*REQUIRED WORK:* Copy the lines below that contain "shelf".
# # #
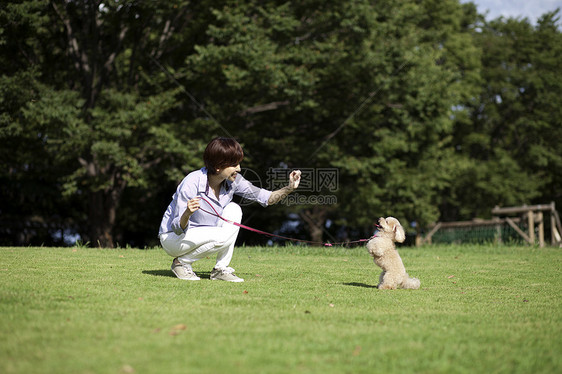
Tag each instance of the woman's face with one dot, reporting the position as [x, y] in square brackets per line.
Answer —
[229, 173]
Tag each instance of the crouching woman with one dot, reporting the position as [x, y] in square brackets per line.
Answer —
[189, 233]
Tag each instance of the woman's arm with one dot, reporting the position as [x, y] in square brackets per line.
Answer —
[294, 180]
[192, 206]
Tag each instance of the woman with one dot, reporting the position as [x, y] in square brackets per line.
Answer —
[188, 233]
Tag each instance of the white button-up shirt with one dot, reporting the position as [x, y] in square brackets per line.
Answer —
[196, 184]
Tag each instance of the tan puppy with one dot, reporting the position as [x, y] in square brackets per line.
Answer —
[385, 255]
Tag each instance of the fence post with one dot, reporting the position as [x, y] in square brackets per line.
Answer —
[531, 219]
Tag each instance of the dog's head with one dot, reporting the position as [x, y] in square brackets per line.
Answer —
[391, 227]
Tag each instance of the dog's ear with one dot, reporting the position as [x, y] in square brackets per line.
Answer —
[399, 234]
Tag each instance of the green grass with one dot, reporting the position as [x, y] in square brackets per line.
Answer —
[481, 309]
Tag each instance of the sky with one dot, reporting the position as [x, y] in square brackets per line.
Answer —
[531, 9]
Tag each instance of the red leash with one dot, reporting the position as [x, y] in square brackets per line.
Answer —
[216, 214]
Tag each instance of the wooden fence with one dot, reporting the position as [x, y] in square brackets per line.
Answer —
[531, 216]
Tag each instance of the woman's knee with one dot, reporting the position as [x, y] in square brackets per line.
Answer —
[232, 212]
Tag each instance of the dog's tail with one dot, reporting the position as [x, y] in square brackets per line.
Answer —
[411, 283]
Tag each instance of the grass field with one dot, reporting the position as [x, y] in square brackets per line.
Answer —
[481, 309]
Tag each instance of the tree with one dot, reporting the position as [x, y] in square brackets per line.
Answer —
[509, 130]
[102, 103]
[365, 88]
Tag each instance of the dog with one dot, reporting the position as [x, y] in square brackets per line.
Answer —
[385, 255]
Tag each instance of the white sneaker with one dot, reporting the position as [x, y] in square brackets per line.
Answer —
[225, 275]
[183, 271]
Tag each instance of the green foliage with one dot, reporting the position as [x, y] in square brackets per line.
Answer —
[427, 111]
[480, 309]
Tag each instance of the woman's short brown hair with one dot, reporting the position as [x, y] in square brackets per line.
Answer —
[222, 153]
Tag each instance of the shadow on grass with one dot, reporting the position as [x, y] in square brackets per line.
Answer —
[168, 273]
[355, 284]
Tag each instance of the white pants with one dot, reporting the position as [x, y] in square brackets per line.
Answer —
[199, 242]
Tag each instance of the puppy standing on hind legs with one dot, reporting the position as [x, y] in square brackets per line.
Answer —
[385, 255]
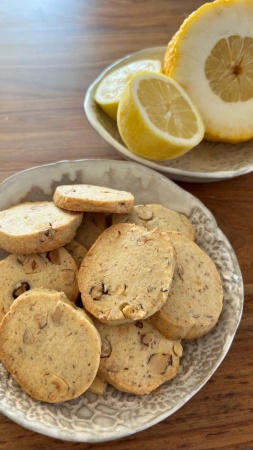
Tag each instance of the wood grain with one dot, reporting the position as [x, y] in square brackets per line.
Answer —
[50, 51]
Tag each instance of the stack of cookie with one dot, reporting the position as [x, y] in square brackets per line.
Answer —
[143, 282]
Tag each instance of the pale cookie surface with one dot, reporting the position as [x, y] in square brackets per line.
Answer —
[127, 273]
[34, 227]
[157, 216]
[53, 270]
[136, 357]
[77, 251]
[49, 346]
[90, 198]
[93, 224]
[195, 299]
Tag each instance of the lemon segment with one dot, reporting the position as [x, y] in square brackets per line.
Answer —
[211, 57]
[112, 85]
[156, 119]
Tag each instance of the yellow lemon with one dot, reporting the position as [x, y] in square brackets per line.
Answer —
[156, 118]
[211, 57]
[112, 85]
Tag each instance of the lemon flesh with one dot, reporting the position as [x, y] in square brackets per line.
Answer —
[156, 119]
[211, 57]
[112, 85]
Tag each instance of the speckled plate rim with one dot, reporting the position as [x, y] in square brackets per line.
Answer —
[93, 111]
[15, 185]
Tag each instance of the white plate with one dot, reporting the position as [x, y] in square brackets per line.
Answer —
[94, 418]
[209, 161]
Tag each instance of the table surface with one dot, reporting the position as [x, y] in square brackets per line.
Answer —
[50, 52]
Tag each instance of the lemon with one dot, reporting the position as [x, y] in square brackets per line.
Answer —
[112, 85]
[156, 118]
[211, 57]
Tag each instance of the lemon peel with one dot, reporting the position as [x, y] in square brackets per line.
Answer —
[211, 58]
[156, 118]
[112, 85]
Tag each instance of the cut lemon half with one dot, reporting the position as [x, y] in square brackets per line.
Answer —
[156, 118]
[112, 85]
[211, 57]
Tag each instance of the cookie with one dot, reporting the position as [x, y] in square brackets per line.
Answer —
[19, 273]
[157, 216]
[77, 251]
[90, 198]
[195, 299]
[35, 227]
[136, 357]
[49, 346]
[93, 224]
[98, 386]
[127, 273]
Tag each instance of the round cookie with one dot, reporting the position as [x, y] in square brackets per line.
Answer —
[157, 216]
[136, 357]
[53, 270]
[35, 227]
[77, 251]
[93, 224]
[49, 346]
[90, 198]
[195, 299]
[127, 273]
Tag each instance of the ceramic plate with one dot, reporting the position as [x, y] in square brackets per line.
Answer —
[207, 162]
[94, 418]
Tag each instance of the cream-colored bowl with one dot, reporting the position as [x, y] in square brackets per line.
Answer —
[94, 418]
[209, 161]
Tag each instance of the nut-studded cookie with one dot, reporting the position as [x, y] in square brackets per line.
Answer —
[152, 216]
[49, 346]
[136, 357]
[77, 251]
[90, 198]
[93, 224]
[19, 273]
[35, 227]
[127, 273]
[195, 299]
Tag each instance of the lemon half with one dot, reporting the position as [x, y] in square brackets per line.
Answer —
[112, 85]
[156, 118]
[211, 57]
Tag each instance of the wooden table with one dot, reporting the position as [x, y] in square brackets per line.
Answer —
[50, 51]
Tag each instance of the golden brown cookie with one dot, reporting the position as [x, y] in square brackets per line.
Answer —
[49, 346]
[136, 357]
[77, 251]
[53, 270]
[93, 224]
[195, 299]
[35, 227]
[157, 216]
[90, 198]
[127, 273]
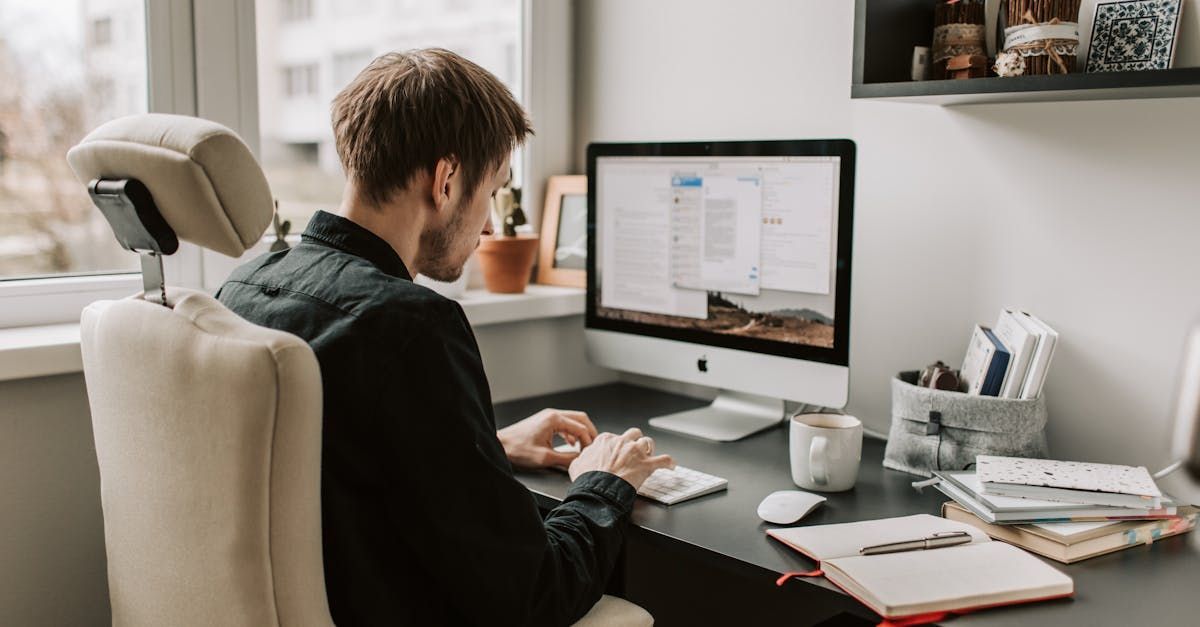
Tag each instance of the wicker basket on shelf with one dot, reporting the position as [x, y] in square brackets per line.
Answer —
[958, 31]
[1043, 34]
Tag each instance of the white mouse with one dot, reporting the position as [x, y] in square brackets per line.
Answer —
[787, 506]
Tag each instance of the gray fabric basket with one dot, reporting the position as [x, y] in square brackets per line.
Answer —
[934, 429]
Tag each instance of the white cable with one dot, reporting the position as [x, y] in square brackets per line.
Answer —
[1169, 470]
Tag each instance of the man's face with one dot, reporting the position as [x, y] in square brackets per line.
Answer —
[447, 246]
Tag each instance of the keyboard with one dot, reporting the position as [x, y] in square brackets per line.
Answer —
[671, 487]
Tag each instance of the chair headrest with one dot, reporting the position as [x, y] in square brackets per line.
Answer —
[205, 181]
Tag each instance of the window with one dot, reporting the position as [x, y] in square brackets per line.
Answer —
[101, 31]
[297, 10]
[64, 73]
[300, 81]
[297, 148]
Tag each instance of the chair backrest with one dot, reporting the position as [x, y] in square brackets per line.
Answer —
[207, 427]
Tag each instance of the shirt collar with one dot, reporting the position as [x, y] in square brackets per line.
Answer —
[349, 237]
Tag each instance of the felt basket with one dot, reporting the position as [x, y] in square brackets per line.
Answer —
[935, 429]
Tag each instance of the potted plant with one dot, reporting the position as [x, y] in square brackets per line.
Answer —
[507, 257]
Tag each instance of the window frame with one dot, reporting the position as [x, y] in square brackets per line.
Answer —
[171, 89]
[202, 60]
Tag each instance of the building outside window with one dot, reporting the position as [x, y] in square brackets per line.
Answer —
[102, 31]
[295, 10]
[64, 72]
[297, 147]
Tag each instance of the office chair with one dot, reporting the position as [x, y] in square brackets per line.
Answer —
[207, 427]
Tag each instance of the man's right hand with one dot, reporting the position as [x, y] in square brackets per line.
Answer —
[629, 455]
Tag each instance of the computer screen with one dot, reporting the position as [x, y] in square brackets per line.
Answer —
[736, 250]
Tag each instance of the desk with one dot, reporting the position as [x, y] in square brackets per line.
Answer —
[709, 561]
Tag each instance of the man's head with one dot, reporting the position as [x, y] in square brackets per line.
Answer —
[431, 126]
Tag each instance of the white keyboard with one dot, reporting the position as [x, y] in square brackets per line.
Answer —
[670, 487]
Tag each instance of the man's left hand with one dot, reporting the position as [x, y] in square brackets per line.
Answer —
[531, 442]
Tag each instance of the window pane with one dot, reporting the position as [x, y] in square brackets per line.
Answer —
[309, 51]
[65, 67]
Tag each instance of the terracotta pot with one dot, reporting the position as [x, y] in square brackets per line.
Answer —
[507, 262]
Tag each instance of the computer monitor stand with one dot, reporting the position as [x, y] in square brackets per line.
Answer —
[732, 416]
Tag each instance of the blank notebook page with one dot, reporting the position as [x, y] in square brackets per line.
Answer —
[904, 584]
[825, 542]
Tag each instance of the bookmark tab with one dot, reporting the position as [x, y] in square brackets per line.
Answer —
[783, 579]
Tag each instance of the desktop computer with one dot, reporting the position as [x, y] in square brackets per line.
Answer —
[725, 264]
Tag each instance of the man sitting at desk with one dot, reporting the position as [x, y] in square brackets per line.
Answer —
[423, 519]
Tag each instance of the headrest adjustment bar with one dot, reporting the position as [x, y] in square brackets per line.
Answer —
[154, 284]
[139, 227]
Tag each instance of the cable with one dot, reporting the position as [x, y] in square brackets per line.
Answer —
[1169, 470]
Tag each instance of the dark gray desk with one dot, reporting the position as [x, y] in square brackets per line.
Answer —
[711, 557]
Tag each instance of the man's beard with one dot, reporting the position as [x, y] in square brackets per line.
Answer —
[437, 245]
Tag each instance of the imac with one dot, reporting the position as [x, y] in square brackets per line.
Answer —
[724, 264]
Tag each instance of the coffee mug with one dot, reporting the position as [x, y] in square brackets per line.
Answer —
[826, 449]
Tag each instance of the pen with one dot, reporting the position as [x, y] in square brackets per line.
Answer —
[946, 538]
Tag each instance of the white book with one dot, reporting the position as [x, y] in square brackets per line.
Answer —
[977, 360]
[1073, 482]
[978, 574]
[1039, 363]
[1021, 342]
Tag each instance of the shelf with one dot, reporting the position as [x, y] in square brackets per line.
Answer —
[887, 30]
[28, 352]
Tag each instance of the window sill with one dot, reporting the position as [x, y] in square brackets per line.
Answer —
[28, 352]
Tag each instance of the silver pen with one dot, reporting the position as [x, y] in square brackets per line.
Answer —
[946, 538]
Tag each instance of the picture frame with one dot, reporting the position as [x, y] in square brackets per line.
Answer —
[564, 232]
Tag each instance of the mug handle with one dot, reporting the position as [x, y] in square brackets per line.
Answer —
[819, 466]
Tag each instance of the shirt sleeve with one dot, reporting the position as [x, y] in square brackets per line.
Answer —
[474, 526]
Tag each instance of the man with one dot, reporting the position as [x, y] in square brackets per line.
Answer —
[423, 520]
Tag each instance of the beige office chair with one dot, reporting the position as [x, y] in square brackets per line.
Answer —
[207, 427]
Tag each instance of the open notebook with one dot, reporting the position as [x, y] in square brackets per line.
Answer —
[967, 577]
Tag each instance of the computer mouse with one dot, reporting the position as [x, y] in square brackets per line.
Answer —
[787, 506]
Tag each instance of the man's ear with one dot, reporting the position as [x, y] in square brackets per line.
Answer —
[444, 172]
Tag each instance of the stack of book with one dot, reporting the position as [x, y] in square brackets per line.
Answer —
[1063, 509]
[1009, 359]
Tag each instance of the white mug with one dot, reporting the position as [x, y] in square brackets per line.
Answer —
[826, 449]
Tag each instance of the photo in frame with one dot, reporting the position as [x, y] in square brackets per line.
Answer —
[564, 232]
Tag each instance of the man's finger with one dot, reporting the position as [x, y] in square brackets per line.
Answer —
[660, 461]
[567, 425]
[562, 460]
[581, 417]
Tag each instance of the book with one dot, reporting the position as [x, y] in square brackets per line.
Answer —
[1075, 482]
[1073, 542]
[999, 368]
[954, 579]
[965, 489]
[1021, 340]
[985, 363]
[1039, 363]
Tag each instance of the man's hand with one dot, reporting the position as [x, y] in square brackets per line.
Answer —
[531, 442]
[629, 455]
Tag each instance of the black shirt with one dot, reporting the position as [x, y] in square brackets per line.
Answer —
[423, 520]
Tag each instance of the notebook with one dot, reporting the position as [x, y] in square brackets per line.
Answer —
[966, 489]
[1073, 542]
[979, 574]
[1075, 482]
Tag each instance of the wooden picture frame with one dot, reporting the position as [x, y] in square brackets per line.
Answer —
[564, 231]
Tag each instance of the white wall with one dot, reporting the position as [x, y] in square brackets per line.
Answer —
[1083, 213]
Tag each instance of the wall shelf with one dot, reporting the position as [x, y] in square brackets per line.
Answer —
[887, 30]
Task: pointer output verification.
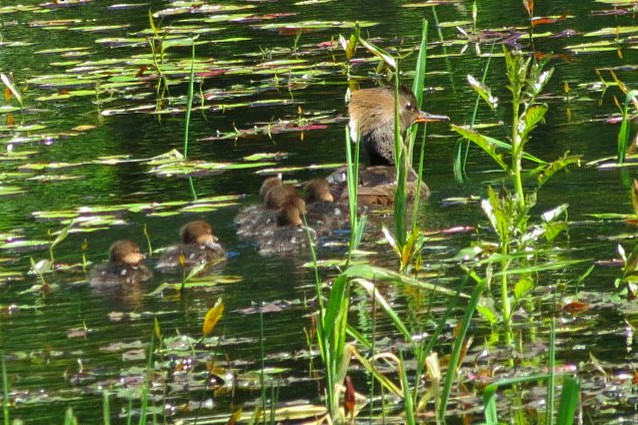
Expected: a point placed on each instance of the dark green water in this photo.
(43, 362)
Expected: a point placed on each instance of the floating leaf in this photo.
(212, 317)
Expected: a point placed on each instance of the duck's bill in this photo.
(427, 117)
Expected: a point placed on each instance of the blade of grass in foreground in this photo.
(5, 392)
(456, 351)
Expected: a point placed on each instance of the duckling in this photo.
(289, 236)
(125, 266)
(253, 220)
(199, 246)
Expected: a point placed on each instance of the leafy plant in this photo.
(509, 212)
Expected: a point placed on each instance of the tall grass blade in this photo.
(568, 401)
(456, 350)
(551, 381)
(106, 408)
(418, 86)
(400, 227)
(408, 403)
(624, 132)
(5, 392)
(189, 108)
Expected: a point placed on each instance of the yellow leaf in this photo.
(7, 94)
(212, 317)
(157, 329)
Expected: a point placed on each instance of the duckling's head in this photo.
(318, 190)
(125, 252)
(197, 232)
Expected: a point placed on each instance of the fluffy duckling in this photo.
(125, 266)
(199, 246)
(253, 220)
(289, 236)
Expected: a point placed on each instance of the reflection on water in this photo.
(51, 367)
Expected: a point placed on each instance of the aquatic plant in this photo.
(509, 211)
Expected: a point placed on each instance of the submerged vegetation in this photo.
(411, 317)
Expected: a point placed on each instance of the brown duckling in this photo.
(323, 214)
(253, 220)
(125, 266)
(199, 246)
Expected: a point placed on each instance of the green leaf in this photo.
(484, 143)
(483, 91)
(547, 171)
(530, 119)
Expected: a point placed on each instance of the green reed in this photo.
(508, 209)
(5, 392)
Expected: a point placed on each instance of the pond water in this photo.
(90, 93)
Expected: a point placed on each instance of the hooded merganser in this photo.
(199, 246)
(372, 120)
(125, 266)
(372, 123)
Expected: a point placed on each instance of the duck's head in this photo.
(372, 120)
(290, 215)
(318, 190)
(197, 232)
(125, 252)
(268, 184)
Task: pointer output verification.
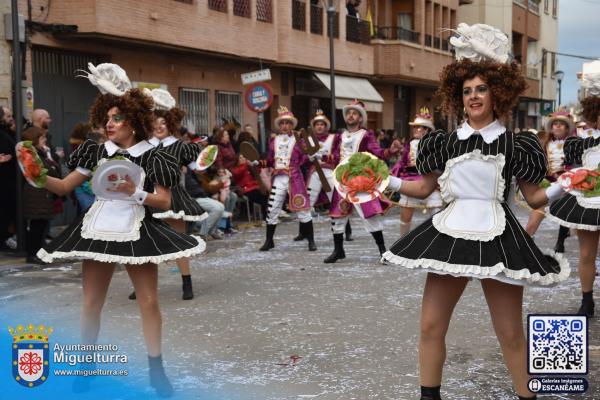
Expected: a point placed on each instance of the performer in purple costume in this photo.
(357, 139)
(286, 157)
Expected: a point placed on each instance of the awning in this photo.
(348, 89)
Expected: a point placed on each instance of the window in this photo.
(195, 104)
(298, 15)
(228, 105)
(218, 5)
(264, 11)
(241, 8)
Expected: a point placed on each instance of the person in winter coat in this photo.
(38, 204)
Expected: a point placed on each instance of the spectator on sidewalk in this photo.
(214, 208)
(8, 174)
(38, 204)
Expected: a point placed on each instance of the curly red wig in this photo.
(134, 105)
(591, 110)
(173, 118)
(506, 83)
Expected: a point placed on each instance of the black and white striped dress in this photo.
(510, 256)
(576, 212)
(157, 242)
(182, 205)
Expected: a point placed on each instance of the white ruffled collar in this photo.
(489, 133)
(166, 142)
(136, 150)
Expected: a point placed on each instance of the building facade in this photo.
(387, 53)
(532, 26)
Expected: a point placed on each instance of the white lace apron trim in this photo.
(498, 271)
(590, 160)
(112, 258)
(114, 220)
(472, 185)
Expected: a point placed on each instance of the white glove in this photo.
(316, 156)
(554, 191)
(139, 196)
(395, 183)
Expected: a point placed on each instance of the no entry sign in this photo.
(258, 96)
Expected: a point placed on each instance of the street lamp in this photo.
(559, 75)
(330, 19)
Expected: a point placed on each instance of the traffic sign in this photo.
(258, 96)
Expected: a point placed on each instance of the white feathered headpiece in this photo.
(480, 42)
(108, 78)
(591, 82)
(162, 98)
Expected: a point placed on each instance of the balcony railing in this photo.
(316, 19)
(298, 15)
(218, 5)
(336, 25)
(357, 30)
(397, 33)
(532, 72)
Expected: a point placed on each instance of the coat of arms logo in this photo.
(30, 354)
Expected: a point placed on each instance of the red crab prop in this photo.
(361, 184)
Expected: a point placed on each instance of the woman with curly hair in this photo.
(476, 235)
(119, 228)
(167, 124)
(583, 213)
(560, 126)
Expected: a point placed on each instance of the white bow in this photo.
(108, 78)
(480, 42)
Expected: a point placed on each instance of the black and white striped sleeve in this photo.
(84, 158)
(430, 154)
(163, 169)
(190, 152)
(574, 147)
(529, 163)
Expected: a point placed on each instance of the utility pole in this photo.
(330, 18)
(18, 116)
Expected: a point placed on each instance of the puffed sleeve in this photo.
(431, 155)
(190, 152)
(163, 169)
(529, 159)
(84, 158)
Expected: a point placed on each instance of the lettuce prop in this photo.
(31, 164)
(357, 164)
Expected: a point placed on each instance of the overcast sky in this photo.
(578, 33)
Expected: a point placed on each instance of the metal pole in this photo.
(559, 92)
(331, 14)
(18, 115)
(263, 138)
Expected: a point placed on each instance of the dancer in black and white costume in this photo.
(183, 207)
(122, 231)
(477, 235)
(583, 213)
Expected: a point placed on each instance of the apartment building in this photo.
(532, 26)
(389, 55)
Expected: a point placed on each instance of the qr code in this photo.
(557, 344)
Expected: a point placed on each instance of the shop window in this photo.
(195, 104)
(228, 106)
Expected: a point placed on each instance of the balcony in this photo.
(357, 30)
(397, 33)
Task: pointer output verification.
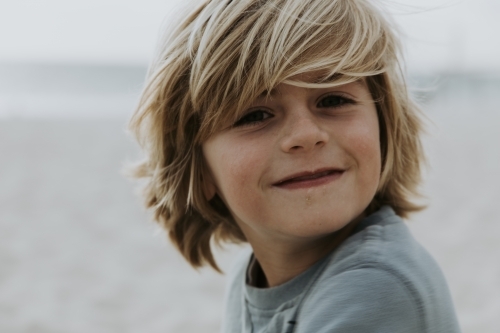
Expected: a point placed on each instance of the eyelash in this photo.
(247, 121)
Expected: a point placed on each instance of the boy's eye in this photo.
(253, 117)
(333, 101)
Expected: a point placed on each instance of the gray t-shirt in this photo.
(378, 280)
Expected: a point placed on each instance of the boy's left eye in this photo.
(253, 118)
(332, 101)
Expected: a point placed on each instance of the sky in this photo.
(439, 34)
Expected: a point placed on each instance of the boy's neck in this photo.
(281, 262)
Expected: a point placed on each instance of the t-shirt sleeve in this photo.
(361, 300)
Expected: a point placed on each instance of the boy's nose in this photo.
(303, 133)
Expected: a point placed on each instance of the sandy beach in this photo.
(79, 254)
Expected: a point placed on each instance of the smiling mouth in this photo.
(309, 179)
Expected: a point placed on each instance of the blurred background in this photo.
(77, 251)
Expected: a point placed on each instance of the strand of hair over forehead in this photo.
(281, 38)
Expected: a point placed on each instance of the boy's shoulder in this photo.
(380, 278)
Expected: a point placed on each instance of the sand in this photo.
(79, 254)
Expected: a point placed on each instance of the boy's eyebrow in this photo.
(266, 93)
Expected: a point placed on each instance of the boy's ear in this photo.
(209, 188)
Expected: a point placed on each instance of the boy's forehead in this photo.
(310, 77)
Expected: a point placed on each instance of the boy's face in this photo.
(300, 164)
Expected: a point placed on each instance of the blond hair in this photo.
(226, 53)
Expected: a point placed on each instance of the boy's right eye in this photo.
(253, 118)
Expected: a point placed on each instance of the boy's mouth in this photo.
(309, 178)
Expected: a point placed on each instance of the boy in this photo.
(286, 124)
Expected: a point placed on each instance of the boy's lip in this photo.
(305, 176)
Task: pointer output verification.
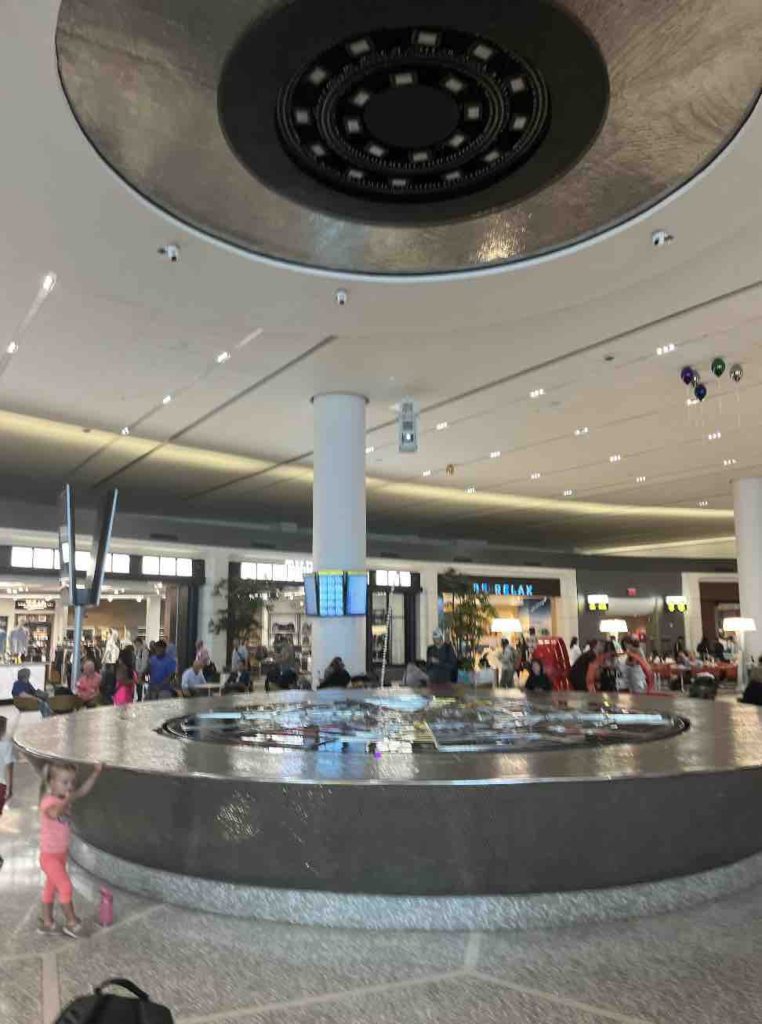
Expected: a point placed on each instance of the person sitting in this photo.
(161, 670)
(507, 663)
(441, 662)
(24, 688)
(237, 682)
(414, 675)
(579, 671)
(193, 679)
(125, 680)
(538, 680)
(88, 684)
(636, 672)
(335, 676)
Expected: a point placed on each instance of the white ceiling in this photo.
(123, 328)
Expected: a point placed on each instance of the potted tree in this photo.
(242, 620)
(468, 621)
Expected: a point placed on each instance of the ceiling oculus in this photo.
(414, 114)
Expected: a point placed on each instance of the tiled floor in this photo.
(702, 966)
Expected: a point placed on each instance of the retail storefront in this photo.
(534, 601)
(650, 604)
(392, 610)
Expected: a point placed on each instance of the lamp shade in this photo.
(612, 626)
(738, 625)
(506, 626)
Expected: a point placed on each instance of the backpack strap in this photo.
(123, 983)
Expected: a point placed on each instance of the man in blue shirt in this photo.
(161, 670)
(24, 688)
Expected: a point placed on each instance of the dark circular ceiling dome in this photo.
# # #
*WRITTEN SOLUTION:*
Tag each instance of the wicker basket on shelf with one dot, reporting the position as [x, y] in square brackets per line.
Tag each instance of the shelf with one dot, reporting the position as [x, y] in square brackets per line.
Tag each instance of the wall shelf with one dot, reporting the position as [x, y] in square brackets per line.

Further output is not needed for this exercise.